### Short exercise
Reproduce the records verbatim, from the line containing "Please pin the green foliage" through the line containing "Please pin the wooden", both lines included. Omit the pictures from the output.

### Data to use
>> start

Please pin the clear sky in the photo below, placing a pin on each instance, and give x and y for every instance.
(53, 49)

>> end
>> start

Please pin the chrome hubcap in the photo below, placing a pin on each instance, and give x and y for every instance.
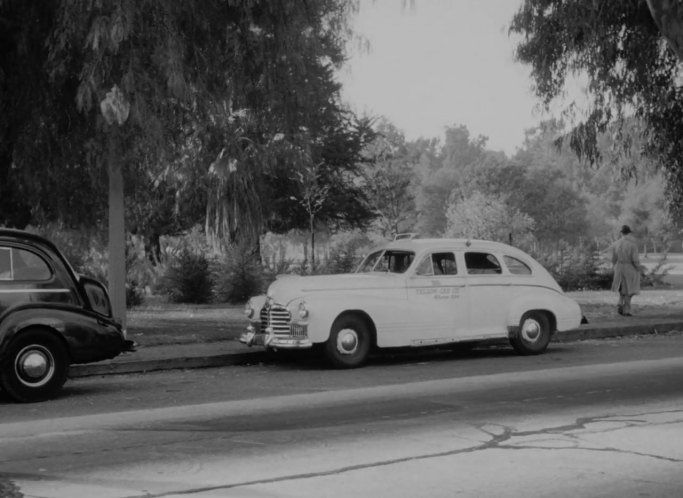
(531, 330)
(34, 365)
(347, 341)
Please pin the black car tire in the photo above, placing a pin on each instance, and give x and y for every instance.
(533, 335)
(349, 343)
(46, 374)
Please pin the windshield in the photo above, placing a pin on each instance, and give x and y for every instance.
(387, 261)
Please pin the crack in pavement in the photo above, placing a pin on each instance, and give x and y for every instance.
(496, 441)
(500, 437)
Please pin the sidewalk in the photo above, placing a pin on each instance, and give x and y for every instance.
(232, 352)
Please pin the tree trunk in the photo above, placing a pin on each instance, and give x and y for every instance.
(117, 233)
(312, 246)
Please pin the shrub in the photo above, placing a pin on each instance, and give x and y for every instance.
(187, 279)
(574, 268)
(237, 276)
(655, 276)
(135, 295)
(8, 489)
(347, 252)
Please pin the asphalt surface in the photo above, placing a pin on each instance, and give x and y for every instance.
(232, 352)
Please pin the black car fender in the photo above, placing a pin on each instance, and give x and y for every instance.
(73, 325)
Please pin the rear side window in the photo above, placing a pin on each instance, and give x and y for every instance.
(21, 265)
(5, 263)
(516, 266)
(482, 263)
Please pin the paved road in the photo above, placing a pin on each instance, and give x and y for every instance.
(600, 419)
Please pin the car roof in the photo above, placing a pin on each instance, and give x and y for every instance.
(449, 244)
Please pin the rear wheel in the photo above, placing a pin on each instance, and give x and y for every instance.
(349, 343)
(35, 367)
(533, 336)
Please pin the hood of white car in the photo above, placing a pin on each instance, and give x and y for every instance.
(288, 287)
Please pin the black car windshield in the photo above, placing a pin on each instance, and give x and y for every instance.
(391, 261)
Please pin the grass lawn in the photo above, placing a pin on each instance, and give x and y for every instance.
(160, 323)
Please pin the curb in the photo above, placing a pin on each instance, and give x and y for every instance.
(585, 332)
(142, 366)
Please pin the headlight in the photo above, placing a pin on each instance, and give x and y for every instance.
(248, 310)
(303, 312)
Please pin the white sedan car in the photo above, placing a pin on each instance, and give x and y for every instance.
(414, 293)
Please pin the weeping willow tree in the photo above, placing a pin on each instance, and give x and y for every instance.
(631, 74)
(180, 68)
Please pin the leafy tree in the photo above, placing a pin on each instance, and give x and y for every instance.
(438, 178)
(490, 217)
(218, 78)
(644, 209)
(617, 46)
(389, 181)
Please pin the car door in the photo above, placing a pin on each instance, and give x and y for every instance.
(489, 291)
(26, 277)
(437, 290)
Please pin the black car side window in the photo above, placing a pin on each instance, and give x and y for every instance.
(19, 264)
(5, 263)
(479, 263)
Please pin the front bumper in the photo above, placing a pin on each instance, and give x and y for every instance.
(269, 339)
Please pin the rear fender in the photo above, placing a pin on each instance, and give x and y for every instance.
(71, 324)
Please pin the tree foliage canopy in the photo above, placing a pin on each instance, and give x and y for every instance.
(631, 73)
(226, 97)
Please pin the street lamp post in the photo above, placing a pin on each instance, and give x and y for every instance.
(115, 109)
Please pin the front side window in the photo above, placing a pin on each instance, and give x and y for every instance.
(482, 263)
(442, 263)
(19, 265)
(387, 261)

>> end
>> start

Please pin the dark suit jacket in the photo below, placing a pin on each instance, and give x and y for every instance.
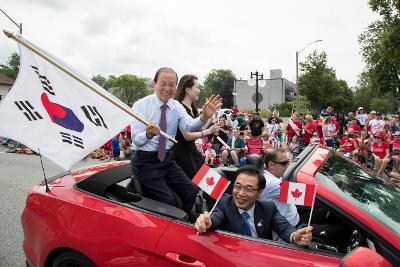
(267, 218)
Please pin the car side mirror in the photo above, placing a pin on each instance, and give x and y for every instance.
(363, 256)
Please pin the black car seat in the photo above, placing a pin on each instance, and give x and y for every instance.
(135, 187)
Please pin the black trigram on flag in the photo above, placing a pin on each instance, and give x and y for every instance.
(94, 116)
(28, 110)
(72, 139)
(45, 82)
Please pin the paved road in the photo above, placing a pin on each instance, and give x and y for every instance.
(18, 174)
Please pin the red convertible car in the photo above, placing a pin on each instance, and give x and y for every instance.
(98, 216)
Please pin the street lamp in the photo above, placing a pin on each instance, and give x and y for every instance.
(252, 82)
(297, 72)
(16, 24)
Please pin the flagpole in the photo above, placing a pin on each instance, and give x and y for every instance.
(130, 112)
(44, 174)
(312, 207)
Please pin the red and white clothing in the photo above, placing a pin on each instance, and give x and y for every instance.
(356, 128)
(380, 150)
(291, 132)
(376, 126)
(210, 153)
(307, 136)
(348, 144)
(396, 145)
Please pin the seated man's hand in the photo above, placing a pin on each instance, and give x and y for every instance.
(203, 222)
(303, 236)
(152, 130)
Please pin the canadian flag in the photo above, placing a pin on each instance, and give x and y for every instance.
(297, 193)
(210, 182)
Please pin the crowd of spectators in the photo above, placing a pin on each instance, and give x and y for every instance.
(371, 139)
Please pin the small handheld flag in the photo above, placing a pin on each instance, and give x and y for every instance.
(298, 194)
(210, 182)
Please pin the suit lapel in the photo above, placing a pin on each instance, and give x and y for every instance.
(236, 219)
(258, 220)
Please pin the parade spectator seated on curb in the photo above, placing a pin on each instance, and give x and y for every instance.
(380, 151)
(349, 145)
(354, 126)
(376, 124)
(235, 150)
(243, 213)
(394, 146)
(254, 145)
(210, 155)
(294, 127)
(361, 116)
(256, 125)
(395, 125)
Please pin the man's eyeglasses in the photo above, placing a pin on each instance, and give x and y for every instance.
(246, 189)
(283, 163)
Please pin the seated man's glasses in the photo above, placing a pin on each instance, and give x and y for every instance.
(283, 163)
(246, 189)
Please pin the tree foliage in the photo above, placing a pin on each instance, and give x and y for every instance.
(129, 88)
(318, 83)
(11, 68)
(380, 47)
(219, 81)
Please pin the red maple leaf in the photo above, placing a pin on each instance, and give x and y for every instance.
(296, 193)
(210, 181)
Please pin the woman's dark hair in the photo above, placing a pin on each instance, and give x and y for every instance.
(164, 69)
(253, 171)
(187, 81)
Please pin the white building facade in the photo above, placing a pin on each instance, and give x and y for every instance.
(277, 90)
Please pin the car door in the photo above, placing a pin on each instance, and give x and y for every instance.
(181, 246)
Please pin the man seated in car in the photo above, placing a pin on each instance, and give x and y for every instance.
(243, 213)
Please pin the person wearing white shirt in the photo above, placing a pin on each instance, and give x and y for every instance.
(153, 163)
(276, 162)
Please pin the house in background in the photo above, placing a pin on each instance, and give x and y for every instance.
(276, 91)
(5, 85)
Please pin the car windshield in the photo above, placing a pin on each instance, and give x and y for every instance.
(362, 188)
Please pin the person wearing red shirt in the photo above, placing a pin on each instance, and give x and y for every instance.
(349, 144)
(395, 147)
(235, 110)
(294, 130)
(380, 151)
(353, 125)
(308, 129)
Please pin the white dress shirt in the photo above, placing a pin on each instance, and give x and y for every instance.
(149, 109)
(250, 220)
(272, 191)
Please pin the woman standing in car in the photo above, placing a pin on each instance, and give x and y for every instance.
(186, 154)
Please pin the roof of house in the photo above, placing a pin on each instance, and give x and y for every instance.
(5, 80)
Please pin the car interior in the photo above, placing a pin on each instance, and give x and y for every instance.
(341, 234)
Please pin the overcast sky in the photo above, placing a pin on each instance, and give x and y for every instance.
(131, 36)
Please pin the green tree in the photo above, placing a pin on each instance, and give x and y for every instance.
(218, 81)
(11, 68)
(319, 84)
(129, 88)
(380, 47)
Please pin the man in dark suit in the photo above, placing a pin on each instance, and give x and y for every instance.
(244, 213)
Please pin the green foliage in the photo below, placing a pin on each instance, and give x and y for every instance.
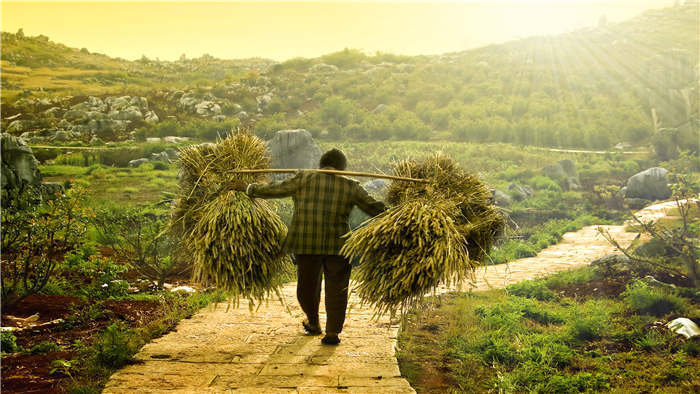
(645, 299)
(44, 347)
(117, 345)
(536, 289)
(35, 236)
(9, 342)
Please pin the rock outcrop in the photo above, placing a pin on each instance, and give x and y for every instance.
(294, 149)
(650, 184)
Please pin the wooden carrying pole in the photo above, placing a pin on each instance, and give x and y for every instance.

>> end

### Reply
Please pin the green foliage in the photo below, placing a pin on each instance, and give x and y for every instance.
(645, 299)
(44, 347)
(117, 345)
(536, 289)
(35, 236)
(9, 342)
Please pin the rock outcrop in the photo above, placing a pin on each instance, and give x and y for every instance.
(294, 149)
(650, 184)
Please pin the wooden carrying pole in the photo above, placing a pin on each instance, and give x and y for every instance.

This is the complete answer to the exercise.